Rewrite the data below from its first line through the line containing "[136,162,141,189]", keeping every line otherwise unchanged but increasing each bounding box coordinate in the answers by 15.

* **SUPPLIED MATERIAL**:
··········

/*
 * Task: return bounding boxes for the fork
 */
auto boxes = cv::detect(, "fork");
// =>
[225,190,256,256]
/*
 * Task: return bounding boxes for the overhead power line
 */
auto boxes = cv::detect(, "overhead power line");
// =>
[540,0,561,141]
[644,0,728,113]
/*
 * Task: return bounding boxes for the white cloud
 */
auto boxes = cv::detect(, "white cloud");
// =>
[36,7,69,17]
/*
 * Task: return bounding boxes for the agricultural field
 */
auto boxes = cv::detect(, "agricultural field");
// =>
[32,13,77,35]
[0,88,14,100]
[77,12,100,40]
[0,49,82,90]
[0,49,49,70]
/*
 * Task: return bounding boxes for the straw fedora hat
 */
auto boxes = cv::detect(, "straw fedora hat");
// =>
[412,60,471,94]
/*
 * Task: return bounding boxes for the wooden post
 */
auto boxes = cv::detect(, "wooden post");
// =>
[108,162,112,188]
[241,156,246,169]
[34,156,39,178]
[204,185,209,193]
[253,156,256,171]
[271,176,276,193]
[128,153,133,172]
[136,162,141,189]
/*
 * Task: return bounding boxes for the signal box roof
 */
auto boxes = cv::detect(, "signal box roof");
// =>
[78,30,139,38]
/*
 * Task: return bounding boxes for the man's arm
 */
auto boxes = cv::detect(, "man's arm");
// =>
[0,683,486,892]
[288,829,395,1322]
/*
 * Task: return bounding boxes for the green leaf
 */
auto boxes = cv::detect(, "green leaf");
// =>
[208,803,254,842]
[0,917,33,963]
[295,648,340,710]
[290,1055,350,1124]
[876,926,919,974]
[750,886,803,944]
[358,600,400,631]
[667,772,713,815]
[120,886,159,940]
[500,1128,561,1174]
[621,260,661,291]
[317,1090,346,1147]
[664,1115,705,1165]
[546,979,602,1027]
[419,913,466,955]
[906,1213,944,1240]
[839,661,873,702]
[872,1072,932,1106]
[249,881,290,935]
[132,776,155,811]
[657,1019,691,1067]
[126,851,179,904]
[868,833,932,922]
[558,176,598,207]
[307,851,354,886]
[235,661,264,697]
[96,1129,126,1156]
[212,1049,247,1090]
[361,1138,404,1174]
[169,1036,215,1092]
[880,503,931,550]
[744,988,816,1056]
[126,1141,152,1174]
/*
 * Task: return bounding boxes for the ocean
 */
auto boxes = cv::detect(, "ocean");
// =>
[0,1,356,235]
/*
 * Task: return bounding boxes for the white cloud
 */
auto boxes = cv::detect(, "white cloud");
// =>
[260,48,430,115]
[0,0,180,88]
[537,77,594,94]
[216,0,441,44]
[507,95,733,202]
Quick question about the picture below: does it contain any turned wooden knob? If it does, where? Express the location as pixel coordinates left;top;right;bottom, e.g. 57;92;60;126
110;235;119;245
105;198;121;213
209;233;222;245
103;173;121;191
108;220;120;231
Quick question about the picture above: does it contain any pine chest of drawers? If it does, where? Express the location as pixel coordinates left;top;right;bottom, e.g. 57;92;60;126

··········

* **EXPECTED OUTPUT**:
/*
 * Task: return bounding boxes for the fork
 */
auto boxes = cv::detect(, "fork");
// =>
[240,205,271,271]
/*
 * Task: return bounding boxes for the overhead power line
 */
auto boxes = cv::detect(, "overhead power line");
// =>
[555,15,576,156]
[659,15,743,128]
/*
 * Task: return bounding boxes for the white cloud
 */
auto boxes = cv::detect(, "white cloud");
// =>
[51,22,84,32]
/*
 * Task: return bounding boxes for the agricultural field
 */
auto boxes = cv::detect(, "agricultural field");
// =>
[47,28,92,50]
[15,103,29,115]
[92,27,115,55]
[15,64,97,105]
[15,64,64,85]
/*
 * Task: return bounding boxes for the straw fedora hat
 */
auto boxes = cv::detect(, "straw fedora hat");
// =>
[427,75,486,109]
/*
 * Task: return bounding boxes for the wooden post
 */
auto boxes = cv::detect(, "wooden post");
// =>
[123,177,127,203]
[256,171,261,184]
[49,171,54,193]
[219,200,224,208]
[268,171,271,186]
[286,191,291,208]
[143,168,148,187]
[151,177,156,204]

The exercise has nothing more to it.